Task prompt:
Render every line of the entries below as a JSON list of strings, one string per line, with blank lines left out.
>> BEGIN
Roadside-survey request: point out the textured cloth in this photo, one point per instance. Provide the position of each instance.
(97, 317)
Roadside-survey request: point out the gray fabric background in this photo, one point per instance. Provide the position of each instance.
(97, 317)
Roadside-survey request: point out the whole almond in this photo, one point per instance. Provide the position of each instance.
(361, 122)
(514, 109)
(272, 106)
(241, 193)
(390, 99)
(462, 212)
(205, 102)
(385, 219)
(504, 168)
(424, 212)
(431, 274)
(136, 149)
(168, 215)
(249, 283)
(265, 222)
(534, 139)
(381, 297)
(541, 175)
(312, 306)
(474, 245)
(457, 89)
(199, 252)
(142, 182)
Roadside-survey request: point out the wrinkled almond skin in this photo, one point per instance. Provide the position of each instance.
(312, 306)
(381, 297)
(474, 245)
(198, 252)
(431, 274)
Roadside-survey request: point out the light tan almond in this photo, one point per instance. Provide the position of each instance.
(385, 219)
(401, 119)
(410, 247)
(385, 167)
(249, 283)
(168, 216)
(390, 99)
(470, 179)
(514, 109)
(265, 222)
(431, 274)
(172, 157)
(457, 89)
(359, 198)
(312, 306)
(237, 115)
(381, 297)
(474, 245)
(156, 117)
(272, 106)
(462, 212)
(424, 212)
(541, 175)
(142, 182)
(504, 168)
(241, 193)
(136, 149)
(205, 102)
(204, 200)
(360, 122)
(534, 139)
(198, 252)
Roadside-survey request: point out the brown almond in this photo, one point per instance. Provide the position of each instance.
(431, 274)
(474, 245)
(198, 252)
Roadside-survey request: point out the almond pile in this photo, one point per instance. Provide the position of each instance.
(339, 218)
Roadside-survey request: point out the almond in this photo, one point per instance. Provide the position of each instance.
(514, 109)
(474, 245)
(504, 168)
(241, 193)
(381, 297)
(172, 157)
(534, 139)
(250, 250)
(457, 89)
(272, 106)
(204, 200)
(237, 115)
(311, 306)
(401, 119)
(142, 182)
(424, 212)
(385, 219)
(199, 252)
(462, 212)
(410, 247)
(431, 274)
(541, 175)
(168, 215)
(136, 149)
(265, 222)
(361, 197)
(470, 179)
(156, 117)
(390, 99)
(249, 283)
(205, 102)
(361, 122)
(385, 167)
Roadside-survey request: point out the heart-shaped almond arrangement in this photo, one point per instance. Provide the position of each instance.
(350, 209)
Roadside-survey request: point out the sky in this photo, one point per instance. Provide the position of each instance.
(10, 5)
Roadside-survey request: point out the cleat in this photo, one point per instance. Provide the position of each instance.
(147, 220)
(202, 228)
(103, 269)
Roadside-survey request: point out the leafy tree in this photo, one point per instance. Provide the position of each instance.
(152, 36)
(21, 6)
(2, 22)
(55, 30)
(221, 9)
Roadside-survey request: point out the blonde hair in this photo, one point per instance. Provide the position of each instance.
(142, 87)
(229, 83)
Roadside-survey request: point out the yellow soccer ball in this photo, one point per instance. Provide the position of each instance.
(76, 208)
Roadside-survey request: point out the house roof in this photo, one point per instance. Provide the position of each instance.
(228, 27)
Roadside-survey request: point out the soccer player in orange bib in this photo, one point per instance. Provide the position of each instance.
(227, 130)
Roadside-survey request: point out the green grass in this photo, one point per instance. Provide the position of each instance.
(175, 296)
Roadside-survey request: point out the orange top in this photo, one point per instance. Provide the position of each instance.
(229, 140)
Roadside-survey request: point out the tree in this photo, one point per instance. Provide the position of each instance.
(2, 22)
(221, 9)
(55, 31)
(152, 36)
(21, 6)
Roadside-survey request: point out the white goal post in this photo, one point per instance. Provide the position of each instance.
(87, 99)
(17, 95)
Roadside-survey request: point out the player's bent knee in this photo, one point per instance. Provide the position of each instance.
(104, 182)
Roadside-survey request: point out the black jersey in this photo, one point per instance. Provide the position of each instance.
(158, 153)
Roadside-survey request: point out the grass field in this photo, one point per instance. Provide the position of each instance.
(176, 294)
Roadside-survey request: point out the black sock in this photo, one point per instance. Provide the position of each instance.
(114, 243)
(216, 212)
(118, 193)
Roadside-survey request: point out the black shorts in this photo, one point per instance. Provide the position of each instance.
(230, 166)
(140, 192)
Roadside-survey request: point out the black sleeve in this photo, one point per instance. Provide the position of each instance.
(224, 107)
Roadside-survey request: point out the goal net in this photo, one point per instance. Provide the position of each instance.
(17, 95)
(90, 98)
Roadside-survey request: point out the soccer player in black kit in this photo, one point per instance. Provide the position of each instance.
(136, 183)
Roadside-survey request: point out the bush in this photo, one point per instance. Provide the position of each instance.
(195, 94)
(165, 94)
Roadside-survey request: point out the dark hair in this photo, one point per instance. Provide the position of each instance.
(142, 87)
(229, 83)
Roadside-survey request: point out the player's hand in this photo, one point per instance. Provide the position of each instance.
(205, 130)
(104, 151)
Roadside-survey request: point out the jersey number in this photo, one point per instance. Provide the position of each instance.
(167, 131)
>> END
Full solution:
[
  "Roadside-survey request: point out the textured cloth in this photo, one point per instance. Provide the position of each instance.",
  "(97, 317)",
  "Roadside-survey request: point out the gray fabric background in this photo, one point per instance. Provide the position of each instance.",
  "(97, 317)",
  "Roadside-survey request: point out the whole almond in this photo, one point per instance. Provide the position of each instance.",
  "(361, 122)",
  "(514, 109)",
  "(272, 106)",
  "(241, 193)",
  "(390, 99)",
  "(462, 212)",
  "(205, 102)",
  "(385, 219)",
  "(504, 168)",
  "(424, 212)",
  "(431, 274)",
  "(136, 149)",
  "(168, 215)",
  "(249, 283)",
  "(265, 222)",
  "(534, 139)",
  "(381, 297)",
  "(541, 175)",
  "(312, 306)",
  "(474, 245)",
  "(457, 89)",
  "(199, 252)",
  "(142, 182)",
  "Roadside-survey request: point out the wrinkled almond skin in this photo, one point per instance. Provide the position of each instance.",
  "(312, 306)",
  "(381, 297)",
  "(474, 245)",
  "(198, 252)",
  "(431, 274)",
  "Roadside-survey request: point out the light tan almond in this photo, one point per instance. Provide the position of each instance.",
  "(385, 219)",
  "(401, 119)",
  "(410, 247)",
  "(385, 167)",
  "(249, 283)",
  "(168, 216)",
  "(390, 99)",
  "(470, 179)",
  "(514, 109)",
  "(265, 222)",
  "(431, 274)",
  "(172, 157)",
  "(457, 89)",
  "(359, 198)",
  "(312, 306)",
  "(237, 115)",
  "(381, 297)",
  "(474, 245)",
  "(156, 117)",
  "(272, 106)",
  "(462, 212)",
  "(424, 212)",
  "(541, 175)",
  "(142, 182)",
  "(504, 168)",
  "(241, 193)",
  "(136, 149)",
  "(205, 102)",
  "(204, 200)",
  "(360, 122)",
  "(534, 139)",
  "(198, 252)",
  "Roadside-survey request: point out the brown almond in this photo, one point per instance. Provide the position of each instance.",
  "(431, 274)",
  "(474, 245)",
  "(198, 252)",
  "Roadside-survey request: point out the almond pile in this photo, one point per instance. Provide the position of each instance.",
  "(339, 218)",
  "Roadside-survey request: point out the almond in this photo, one point per instance. Provide the position of each instance.",
  "(514, 109)",
  "(474, 245)",
  "(504, 168)",
  "(241, 193)",
  "(381, 297)",
  "(172, 157)",
  "(534, 139)",
  "(250, 250)",
  "(457, 89)",
  "(272, 106)",
  "(204, 200)",
  "(237, 115)",
  "(311, 306)",
  "(401, 119)",
  "(142, 182)",
  "(424, 212)",
  "(385, 219)",
  "(199, 252)",
  "(462, 212)",
  "(410, 247)",
  "(431, 274)",
  "(541, 175)",
  "(168, 215)",
  "(136, 149)",
  "(265, 222)",
  "(361, 197)",
  "(470, 179)",
  "(156, 117)",
  "(390, 99)",
  "(249, 283)",
  "(205, 102)",
  "(361, 122)",
  "(385, 167)",
  "Roadside-survey request: point out the heart-shaped almond arrangement in this photo, one point per instance. Provide the position of each instance.",
  "(350, 209)",
  "Roadside-survey request: point out the sky in this photo, one point per instance. Provide the position of each instance.",
  "(10, 5)",
  "Roadside-survey request: point out the cleat in this photo, one point per instance. Provide the position of each instance.",
  "(147, 220)",
  "(202, 228)",
  "(103, 269)",
  "Roadside-survey request: point out the leafy tree in this photo, one point per instance. Provide the position of each instance.",
  "(152, 36)",
  "(21, 6)",
  "(2, 22)",
  "(55, 30)",
  "(221, 9)",
  "Roadside-survey request: point out the blonde hair in this photo, one point per instance. Provide the position of each instance.",
  "(142, 87)",
  "(229, 83)",
  "Roadside-survey request: point out the yellow soccer ball in this photo, one point per instance. Provide the position of each instance.",
  "(76, 208)",
  "Roadside-survey request: point out the house roof in this photo, one point per instance. Provide the position of each instance.",
  "(228, 27)",
  "Roadside-survey request: point out the soccer player in orange bib in this photo, one point per instance. Provide the position of each instance.",
  "(227, 130)",
  "Roadside-survey request: point out the green grass in this photo, one point per instance. Provide the position of each instance.",
  "(175, 296)",
  "Roadside-survey request: point out the orange top in this photo, one point per instance. Provide the position of each instance.",
  "(229, 140)",
  "Roadside-survey request: point out the tree in this photo, one point per instance. Provide the position of each instance.",
  "(2, 22)",
  "(221, 9)",
  "(55, 31)",
  "(152, 36)",
  "(21, 6)",
  "Roadside-survey request: point out the white goal post in this photo, one point per instance. Provide the position of each instance.",
  "(87, 99)",
  "(17, 95)",
  "Roadside-survey request: point out the player's bent knee in this photo, one point per instance. Provide the position of each instance.",
  "(104, 182)",
  "Roadside-survey request: point out the black jersey in this photo, one point per instance. Provide the position of each instance.",
  "(158, 153)",
  "Roadside-survey request: point out the grass field in this photo, one point per instance. Provide the position of each instance.",
  "(176, 294)",
  "Roadside-survey request: point out the black sock in this photo, one point per instance. Provide the position of each instance.",
  "(114, 243)",
  "(216, 212)",
  "(118, 193)",
  "Roadside-survey request: point out the black shorts in this photo, one point per instance. Provide the position of each instance.",
  "(230, 166)",
  "(140, 192)",
  "Roadside-survey request: point out the black sleeve in this photo, one point per instance. Provide the position of each instance.",
  "(224, 107)",
  "Roadside-survey request: point out the goal net in this photo, one point per instance. Provide the position of each instance.",
  "(17, 95)",
  "(90, 98)",
  "Roadside-survey request: point out the soccer player in black kit in this photo, one point per instance. Provide the position of each instance.",
  "(136, 183)",
  "Roadside-survey request: point out the bush in this photo, one point per instance. Provide the position of each instance.",
  "(195, 94)",
  "(165, 94)",
  "Roadside-survey request: point out the dark hair in this photo, one point per instance. Provide the position of each instance.",
  "(142, 87)",
  "(229, 83)",
  "Roadside-survey request: point out the player's hand in this photo, one point per instance. Provide the position of each instance.",
  "(205, 130)",
  "(104, 151)",
  "Roadside-survey request: point out the jersey number in this photo, one point per instance. Provide the position of each instance.",
  "(167, 131)"
]